Retype, word for word, every line from the one holding "Question. For each instance of the tree foliage" through the one holding "Question. For each instance of the man's" in the entries below, both included, and only those lines.

[Point localization data]
===============

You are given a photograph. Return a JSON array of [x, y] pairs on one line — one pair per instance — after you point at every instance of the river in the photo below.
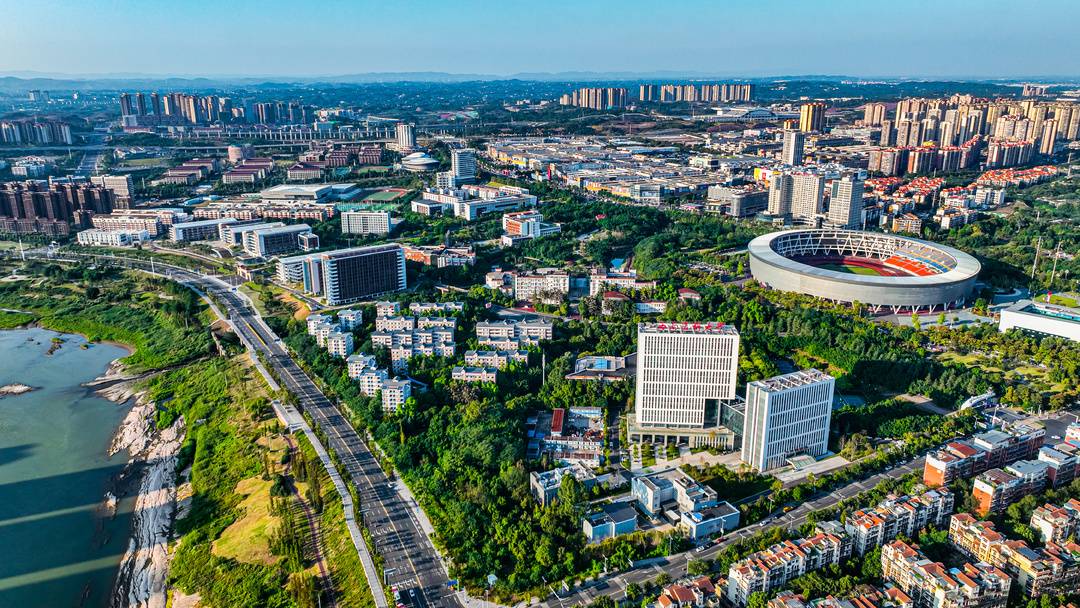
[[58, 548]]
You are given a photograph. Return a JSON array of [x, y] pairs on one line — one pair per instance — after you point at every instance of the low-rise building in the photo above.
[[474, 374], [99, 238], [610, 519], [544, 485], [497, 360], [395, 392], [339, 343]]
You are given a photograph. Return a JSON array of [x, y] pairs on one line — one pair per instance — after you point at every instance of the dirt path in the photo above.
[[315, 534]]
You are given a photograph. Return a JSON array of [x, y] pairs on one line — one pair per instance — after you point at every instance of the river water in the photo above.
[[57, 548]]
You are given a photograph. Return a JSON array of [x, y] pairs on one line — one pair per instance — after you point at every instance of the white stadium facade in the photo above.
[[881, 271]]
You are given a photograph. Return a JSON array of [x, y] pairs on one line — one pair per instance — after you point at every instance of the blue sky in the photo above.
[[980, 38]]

===============

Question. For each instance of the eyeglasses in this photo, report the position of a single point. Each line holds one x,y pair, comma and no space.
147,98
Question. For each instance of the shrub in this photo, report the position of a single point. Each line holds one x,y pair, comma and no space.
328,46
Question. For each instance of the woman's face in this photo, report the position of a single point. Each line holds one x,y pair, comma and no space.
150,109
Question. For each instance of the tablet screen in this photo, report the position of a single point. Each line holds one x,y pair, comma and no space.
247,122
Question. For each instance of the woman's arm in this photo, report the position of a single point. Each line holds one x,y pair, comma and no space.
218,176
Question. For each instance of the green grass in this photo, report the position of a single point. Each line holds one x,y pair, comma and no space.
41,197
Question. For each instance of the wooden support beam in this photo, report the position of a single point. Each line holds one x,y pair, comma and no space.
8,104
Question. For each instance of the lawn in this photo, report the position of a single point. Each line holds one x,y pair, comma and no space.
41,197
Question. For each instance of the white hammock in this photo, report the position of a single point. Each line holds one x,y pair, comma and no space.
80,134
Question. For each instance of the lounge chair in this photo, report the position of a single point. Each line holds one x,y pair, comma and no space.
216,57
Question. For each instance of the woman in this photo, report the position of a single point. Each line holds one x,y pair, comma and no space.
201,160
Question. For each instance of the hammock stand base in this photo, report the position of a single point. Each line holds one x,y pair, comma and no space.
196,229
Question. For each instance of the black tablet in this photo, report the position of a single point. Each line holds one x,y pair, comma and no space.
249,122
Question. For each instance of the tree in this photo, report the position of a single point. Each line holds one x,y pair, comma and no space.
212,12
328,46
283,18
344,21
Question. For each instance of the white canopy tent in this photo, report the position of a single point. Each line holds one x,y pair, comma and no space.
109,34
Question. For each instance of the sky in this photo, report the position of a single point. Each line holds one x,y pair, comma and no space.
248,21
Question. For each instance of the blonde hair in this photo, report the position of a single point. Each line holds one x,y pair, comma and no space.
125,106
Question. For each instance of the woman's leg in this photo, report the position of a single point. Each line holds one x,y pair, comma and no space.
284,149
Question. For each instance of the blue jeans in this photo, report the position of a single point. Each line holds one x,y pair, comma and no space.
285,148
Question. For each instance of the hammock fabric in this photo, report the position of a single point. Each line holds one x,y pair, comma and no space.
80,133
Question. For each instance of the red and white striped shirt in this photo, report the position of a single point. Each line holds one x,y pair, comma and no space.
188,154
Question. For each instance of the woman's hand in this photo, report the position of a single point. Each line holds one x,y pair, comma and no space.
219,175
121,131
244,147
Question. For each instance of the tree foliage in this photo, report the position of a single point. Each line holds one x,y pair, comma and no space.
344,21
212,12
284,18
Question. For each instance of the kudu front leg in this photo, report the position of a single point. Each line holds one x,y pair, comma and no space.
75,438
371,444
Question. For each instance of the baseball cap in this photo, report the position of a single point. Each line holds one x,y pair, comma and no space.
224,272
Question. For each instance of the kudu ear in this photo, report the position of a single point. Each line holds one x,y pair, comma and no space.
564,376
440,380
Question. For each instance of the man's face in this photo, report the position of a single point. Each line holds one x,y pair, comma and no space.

===============

— The completed task —
Question. For each instance of the tree foliage in this photo, report the position of a single point. Each line holds one x,y pair, comma and no space.
344,21
212,12
284,18
Question. For each instance of the kudu front leg in this photo, report the position of a single point. Each line holds one x,y pair, comma and no space.
75,438
371,444
Question. For each instance of the baseball cap in this photo, report the position of a single point. Each line holds one x,y pair, comma and no space.
224,272
Question. For each instance of the kudu ear in this photo, report the position of a single point. Each line holds one x,y pair, comma and no space.
564,376
440,380
Question. For each instance of the man's face in this photo, report the position of a single point. Each line holds one x,y pair, comma and no space.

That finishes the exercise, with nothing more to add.